Document passage>
Kramer Lecture – Prof. Peidong Yang (University of California, Berkeley)

Engineering Hall
@ 4:00 pm

Prof. Peidong Yang

Title: 30 years of semiconductor nanowire research: a personal Journey

Bio:

Peidong Yang is a Chemistry professor, S. K. and Angela Chan Distinguished Chair Professor in Energy at the University of California, Berkeley. He is a senior faculty scientist at the Materials and Chemical Sciences Division, Lawrence Berkeley National Laboratory. He is a member of both the National Academy of Sciences and the American Academy of Arts and Sciences, and a foreign member of the Chinese Academy of Sciences. He is a MacArthur “Genius” Fellow.

Prof. Yang is known particularly for his work on semiconductor nanowires and their photonic and energy applications including artificial photosynthesis. He is the director for the California Research Alliance by BASF and the Kavli Energy Nanoscience Institute at Berkeley.  He is an Executive Editor for the Journal of the American Chemical Society.

Problems and tasks>
1. Copy the lecture announcement word for word, starting with "Title: 30 years" and going on through "American Chemical Society.".
2. According to the lecture announcement, what position does Peidong Yang hold at Lawrence Berkeley National Laboratory?
Rely only on the lecture announcement above.

Source material>
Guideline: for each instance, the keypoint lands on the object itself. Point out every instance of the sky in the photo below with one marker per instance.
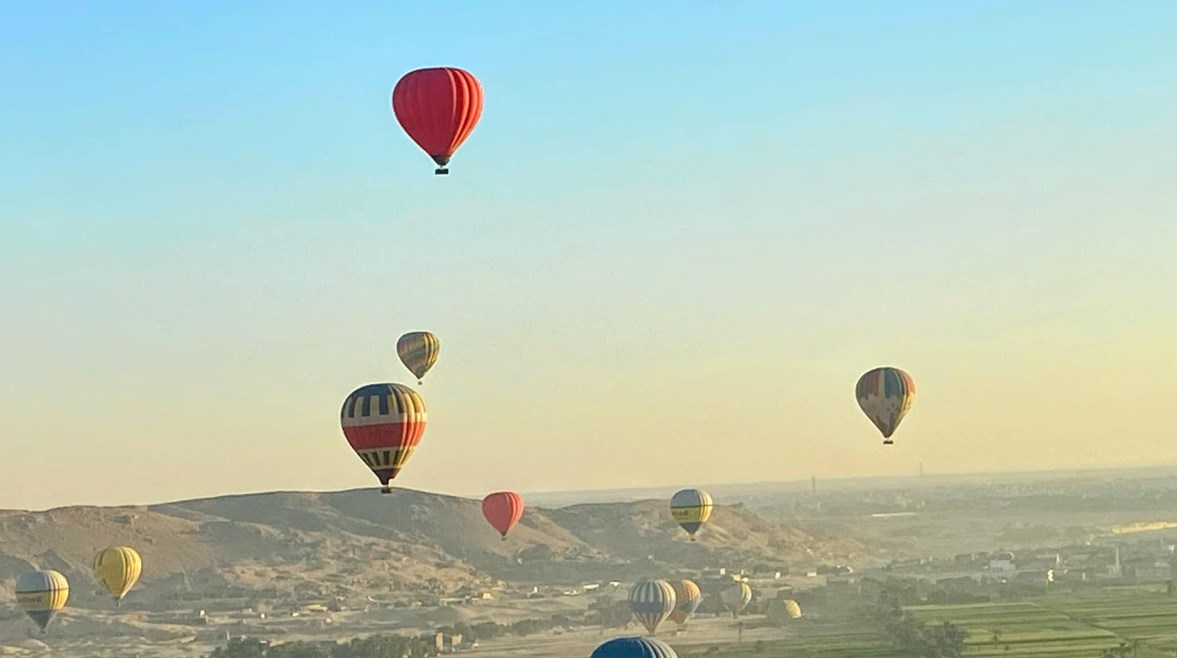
(677, 237)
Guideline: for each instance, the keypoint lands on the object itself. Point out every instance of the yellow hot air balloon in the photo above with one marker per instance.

Answers in order>
1.
Title: 30 years of semiconductor nanowire research: a personal Journey

Bio:

Peidong Yang is a Chemistry professor, S. K. and Angela Chan Distinguished Chair Professor in Energy at the University of California, Berkeley. He is a senior faculty scientist at the Materials and Chemical Sciences Division, Lawrence Berkeley National Laboratory. He is a member of both the National Academy of Sciences and the American Academy of Arts and Sciences, and a foreign member of the Chinese Academy of Sciences. He is a MacArthur “Genius” Fellow.

Prof. Yang is known particularly for his work on semiconductor nanowires and their photonic and energy applications including artificial photosynthesis. He is the director for the California Research Alliance by BASF and the Kavli Energy Nanoscience Institute at Berkeley.  He is an Executive Editor for the Journal of the American Chemical Society.

2. He is a senior faculty scientist at the Materials and Chemical Sciences Division.